**À faire:** Reprenez le texte sur la discipline au monastère entre « En fait, la » et « (cuisine, ménage) etc.. », inclus, en remplaçant « ménage » par « jardinage ».

Gyudmed Datsang est sans doute le seul monastère tibétain qui ait banni les châtiments corporels de son éventail de peines. Les deux collèges qui suivent presque exactement son modèle, Gyutö et Dagpo Datsang, s'en écartent sur ce point.
En fait, la finalité n'est pas ici de châtier un coupable mais d'aider quelqu'un dans l'erreur à surmonter des obstables, en lui permettant notamment de purifier les empreintes négatives qu'il aurait engrangées. En fait de punitions, ce sont plutôt des pratiques qu'on lui propose : prosternations, mémorisation et récitation de textes supplémentaires - qui lui sont personnellement adaptés, - ou encore travail au service de la communauté (cuisine, ménage) etc..
D'un autre côté, comme chacun est censé avoir le sens des responsabilités, si un moine refuse de s'amender et néglige de présenter des excuses alors que le maître de discipline a déjà évoqué par deux fois sa méconduite lors des assemblées , la troisième admonestation équivaut à un avis d'expulsion. Quelques fautes graves entraînent le renvoi immédiat : le vol, le pugilat ou encore des rapports sexuels avec une femme (qui, du reste, font perdre les vœux de moine).
Pour réprimer les fautes légères, certains dirigeants innovent et font preuve d'imagination. Chez les Tibétains, les lampes à beurre sont d'usage courant, et de ce fait les anecdotes abondent à leur sujet.

**Lignes:**
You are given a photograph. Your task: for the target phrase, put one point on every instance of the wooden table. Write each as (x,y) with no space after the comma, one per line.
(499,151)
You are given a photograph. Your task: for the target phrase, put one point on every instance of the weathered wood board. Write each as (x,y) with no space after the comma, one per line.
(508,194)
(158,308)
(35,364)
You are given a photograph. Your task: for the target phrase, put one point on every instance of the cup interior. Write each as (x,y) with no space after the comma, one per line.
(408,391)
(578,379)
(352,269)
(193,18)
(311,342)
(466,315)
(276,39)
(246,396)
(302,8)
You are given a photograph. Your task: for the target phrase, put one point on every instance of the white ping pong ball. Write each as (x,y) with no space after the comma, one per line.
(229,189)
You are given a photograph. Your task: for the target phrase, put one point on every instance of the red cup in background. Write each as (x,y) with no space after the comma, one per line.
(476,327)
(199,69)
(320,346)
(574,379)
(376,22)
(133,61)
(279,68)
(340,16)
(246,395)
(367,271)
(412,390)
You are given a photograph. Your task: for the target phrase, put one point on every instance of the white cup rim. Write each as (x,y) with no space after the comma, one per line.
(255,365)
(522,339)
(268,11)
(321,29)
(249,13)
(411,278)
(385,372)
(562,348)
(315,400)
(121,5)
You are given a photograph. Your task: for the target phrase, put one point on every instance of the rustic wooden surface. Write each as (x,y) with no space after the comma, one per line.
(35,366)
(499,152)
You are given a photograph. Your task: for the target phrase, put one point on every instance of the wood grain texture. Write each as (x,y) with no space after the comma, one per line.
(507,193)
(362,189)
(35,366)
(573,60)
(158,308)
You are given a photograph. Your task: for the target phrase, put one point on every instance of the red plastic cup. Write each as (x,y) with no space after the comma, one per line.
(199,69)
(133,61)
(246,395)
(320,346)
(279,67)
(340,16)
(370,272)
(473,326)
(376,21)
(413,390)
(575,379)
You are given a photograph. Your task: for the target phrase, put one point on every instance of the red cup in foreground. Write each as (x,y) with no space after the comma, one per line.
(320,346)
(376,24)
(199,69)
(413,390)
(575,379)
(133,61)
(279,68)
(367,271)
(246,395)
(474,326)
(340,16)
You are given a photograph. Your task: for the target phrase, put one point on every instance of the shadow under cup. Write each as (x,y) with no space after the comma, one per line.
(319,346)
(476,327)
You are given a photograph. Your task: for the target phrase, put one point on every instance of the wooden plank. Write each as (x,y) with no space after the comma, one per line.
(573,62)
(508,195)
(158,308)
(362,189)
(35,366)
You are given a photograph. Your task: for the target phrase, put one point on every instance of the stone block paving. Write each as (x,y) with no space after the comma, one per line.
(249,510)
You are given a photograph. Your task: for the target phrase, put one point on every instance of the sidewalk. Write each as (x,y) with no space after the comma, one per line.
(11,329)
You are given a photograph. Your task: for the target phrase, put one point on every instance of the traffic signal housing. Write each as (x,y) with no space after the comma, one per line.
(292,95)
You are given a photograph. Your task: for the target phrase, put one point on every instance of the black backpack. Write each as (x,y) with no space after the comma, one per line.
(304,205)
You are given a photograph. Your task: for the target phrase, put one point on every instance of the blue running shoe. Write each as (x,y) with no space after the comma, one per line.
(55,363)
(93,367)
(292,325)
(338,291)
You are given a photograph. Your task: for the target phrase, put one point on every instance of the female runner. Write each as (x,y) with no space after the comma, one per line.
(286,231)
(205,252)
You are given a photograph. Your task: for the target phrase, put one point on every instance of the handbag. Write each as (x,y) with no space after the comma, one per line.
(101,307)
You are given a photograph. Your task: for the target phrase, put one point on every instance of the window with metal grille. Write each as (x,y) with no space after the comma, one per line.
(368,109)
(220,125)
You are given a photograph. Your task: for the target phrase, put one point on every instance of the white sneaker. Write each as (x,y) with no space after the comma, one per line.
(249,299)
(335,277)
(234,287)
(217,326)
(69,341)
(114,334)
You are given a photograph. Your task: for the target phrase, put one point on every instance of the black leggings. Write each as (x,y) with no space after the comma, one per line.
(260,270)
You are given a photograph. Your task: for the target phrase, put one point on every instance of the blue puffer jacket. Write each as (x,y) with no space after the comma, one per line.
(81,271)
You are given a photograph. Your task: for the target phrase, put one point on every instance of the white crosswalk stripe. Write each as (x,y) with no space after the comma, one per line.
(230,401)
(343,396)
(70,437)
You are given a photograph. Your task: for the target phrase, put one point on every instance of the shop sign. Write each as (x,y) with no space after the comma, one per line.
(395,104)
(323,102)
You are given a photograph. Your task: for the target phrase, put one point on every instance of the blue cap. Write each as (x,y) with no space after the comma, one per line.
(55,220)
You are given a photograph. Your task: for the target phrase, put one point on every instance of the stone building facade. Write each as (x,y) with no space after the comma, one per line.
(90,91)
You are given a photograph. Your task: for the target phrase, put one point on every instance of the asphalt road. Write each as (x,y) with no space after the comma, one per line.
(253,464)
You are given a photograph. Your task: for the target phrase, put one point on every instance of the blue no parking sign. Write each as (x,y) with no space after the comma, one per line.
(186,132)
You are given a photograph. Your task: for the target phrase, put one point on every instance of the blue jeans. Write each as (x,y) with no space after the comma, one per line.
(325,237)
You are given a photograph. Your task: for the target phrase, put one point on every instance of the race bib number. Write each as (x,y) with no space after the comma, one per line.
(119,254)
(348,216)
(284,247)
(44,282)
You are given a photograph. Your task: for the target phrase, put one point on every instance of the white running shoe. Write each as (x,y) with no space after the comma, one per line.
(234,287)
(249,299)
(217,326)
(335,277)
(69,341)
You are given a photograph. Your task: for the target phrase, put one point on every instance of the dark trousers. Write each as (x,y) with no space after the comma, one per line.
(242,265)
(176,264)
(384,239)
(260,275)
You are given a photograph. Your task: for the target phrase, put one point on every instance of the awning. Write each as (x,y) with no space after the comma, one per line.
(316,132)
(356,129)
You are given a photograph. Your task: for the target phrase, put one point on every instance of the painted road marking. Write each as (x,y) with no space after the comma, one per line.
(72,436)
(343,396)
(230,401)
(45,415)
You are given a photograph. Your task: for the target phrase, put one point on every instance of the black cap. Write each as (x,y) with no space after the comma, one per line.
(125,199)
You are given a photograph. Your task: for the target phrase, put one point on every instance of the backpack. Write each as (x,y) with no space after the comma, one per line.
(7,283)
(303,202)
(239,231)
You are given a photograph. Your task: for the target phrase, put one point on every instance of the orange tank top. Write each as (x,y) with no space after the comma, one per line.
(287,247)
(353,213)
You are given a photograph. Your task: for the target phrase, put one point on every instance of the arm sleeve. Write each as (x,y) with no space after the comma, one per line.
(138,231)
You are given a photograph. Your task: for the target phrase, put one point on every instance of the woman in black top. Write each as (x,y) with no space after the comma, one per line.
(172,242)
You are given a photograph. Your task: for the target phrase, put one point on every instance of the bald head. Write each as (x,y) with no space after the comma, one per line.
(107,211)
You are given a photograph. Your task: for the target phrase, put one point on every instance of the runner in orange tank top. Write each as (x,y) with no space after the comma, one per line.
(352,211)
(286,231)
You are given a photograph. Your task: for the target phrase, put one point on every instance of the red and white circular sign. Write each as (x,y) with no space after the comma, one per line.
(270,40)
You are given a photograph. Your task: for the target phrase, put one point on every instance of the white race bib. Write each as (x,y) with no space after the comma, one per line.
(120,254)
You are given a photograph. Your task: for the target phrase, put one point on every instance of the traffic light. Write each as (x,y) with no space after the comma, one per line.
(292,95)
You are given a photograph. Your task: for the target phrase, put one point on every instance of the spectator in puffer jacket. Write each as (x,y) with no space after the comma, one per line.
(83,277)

**Réponse rédigée:**
En fait, la finalité n'est pas ici de châtier un coupable mais d'aider quelqu'un dans l'erreur à surmonter des obstables, en lui permettant notamment de purifier les empreintes négatives qu'il aurait engrangées. En fait de punitions, ce sont plutôt des pratiques qu'on lui propose : prosternations, mémorisation et récitation de textes supplémentaires - qui lui sont personnellement adaptés, - ou encore travail au service de la communauté (cuisine, jardinage) etc..